---------- Task data ----------

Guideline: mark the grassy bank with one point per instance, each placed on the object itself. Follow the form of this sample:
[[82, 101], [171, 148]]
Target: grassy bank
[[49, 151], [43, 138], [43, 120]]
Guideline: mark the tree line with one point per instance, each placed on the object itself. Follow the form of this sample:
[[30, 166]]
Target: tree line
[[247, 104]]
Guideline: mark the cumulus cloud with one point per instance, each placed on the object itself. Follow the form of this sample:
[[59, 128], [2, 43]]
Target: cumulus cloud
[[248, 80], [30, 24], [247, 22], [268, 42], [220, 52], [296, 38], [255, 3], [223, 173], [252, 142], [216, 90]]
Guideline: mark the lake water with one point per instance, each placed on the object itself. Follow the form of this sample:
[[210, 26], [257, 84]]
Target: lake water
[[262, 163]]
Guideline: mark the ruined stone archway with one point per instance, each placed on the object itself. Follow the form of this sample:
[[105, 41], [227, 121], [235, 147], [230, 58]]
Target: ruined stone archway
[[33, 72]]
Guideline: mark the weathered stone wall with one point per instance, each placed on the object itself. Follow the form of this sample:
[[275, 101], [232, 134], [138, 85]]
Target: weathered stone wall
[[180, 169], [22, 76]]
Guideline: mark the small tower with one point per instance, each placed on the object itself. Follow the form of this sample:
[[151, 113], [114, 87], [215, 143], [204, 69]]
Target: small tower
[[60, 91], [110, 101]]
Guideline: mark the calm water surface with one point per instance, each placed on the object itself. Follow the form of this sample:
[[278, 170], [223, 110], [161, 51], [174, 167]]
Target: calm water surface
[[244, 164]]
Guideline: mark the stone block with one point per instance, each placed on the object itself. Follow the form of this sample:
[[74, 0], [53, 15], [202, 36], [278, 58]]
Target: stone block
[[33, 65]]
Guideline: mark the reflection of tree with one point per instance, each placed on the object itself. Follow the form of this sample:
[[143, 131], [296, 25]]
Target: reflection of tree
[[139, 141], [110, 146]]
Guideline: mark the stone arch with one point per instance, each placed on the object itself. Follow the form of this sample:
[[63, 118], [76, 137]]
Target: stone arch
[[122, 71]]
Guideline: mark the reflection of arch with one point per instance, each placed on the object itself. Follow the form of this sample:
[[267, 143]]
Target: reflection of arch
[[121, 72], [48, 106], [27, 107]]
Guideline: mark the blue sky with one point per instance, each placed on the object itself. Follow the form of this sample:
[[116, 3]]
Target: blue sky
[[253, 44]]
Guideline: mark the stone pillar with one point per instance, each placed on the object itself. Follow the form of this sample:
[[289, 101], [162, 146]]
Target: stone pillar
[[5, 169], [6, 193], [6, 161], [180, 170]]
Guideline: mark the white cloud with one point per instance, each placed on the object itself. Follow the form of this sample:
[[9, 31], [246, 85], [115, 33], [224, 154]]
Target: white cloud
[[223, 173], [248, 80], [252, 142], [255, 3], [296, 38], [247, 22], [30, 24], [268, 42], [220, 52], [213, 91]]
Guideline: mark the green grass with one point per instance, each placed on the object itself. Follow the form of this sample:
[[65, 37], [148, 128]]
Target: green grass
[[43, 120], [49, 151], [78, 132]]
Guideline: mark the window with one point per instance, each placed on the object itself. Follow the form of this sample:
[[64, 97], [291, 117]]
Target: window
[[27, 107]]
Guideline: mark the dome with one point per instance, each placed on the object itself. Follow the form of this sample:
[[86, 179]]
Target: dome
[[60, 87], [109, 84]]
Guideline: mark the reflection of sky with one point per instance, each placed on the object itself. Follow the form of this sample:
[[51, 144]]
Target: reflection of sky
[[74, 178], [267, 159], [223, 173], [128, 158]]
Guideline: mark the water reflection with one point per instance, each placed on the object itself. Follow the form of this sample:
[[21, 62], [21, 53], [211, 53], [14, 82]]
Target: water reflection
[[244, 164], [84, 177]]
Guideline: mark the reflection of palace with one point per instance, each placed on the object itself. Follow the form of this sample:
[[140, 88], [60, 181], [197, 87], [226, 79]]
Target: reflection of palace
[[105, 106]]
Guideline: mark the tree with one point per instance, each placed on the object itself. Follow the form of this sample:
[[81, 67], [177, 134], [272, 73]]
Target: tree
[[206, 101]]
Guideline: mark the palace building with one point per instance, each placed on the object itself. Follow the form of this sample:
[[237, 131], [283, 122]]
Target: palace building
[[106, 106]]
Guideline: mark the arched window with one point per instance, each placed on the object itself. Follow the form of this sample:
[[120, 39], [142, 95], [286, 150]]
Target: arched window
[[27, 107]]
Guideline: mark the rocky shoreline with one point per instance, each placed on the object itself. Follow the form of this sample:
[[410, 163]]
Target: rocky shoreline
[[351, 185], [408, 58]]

----------

- **Task details**: Output exactly the lines of the material above from the one containing "Target: cumulus cloud" up to and including the one containing "Guideline: mark the weathered".

- **Completed exercise**:
Target: cumulus cloud
[[248, 80], [30, 24], [247, 22], [268, 42], [220, 52], [296, 38], [255, 3], [223, 173], [252, 142], [216, 90]]
Guideline: mark the lake water with one point per instance, each placed on the object itself. Follow the form of this sample:
[[210, 26], [257, 84]]
Target: lake water
[[262, 163]]
Guideline: mark the ruined stone archway with one point per instance, each placed on the object itself. Follow the form of this sample:
[[105, 41], [227, 121], [235, 147], [230, 58]]
Target: ruined stone archway
[[33, 72]]
Guideline: mark the weathered stone wall with one point per instance, each placed on the object itself. Follow the form of this sample:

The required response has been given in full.